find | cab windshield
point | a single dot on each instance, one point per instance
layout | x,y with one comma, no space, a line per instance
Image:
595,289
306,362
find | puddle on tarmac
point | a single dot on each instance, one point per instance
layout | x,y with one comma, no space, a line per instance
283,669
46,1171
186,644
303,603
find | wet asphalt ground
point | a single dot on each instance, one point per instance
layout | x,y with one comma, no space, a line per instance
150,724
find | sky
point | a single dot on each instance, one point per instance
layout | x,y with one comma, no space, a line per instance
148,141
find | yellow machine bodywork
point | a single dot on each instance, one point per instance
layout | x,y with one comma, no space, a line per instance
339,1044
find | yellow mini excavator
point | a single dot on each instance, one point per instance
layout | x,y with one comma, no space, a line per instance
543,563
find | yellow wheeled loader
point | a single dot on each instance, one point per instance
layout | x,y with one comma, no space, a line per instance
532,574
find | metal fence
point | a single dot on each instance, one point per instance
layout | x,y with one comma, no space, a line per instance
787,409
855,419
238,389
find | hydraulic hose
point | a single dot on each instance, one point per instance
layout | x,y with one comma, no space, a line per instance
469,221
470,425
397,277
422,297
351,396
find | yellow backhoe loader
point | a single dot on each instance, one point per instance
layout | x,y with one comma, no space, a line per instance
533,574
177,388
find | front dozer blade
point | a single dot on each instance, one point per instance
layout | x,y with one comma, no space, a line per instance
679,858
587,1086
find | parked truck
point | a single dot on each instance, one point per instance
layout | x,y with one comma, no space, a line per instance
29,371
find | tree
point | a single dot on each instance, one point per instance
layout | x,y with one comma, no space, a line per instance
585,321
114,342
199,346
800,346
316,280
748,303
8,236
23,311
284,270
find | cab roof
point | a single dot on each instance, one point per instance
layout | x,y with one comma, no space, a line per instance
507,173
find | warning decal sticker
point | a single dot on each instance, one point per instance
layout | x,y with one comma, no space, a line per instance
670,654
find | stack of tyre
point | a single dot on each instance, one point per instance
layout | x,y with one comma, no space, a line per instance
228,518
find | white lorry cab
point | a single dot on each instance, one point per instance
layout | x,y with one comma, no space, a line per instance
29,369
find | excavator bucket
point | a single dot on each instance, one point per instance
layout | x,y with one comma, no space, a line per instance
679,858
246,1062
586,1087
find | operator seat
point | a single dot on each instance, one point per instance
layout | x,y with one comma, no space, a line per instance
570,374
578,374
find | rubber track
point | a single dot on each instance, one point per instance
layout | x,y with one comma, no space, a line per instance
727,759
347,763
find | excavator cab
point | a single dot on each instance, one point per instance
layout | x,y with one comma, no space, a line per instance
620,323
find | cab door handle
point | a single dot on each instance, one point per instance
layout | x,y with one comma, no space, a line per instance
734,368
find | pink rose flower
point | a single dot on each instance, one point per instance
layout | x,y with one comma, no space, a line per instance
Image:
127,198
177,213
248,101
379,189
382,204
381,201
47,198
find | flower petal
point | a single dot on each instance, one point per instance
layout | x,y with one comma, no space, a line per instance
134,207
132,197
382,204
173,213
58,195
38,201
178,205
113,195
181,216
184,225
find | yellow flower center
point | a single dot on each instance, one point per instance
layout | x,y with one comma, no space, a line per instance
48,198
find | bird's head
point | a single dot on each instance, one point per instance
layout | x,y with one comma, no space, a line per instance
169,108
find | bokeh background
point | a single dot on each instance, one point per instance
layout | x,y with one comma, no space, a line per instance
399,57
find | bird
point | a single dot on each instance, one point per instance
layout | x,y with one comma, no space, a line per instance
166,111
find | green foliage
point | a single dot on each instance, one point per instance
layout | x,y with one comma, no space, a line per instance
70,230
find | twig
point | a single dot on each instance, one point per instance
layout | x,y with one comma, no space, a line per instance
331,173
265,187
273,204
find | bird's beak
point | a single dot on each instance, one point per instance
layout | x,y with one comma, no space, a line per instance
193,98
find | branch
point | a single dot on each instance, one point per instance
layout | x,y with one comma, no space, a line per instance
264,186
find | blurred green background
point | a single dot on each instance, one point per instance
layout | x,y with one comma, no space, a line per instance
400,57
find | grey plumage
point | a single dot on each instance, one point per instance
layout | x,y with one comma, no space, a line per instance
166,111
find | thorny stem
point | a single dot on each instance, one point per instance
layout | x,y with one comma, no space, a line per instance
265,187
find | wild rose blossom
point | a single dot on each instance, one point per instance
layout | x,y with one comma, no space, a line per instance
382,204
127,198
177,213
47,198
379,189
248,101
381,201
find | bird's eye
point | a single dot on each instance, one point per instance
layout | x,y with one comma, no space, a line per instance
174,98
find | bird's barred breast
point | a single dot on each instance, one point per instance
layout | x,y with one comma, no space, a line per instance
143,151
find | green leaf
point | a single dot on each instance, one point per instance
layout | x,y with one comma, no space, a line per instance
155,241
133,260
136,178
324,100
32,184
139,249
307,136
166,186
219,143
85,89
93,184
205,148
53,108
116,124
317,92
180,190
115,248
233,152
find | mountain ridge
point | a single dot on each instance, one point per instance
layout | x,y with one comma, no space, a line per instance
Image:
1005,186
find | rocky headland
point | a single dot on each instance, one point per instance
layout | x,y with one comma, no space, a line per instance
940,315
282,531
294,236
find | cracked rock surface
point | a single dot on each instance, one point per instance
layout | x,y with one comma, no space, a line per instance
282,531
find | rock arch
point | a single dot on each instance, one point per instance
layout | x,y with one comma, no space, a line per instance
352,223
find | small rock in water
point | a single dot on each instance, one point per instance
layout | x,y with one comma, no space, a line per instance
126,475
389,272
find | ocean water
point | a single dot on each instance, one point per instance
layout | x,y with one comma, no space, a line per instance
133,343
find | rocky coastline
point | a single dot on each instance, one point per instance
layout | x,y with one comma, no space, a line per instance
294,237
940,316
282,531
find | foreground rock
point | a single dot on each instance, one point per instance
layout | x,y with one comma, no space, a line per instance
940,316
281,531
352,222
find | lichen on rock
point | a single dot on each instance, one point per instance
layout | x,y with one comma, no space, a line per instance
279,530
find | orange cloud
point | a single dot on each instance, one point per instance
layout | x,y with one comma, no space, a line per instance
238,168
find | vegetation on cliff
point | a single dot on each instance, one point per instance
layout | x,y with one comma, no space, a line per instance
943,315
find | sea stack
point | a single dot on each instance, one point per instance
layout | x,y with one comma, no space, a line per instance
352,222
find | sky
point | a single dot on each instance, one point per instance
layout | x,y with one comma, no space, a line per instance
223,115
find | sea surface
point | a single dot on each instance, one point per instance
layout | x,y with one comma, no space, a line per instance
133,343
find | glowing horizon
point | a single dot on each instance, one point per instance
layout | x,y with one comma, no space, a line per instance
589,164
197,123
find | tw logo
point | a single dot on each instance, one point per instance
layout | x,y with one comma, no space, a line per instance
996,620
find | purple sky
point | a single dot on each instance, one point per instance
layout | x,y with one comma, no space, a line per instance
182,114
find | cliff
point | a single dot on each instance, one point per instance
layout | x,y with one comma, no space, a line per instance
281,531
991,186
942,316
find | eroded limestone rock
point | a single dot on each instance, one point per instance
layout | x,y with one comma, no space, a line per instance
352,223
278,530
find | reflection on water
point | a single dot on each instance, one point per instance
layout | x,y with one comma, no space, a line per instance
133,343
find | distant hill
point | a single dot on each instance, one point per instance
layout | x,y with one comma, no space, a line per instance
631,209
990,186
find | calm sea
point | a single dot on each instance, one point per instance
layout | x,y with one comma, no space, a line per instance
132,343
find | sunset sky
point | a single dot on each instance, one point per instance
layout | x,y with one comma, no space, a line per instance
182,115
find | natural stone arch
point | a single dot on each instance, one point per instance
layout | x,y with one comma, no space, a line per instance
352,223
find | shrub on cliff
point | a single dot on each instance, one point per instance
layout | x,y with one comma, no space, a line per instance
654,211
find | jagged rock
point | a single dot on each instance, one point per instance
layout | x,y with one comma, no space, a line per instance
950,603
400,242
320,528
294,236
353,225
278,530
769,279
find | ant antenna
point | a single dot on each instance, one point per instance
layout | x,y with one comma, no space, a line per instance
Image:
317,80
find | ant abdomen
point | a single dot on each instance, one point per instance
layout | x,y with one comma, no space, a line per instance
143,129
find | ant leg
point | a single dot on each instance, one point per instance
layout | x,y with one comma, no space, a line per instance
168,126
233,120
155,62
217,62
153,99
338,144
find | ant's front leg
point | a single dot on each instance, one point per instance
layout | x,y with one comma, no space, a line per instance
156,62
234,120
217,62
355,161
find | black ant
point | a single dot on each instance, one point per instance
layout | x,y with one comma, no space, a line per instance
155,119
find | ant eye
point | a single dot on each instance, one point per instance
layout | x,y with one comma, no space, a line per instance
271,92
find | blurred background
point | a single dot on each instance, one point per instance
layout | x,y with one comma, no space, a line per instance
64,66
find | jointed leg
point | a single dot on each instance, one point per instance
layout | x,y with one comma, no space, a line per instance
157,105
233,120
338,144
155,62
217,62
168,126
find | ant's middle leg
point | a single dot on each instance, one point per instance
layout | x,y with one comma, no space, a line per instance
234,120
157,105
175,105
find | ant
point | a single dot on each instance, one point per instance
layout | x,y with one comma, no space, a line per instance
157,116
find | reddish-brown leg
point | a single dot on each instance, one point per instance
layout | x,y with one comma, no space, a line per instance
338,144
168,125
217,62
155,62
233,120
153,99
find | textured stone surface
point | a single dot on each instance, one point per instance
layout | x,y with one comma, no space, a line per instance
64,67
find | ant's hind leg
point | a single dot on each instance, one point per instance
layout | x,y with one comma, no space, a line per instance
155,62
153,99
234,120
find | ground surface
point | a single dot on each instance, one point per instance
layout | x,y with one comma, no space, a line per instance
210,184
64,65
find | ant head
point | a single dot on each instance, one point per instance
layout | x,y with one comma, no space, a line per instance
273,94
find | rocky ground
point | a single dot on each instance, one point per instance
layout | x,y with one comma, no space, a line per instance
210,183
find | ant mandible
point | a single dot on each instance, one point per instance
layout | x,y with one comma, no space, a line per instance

* _Exercise directions_
Pull out each line of the entries that contains "loader".

* _Your response_
find | yellow wheeled loader
find | yellow backhoe loader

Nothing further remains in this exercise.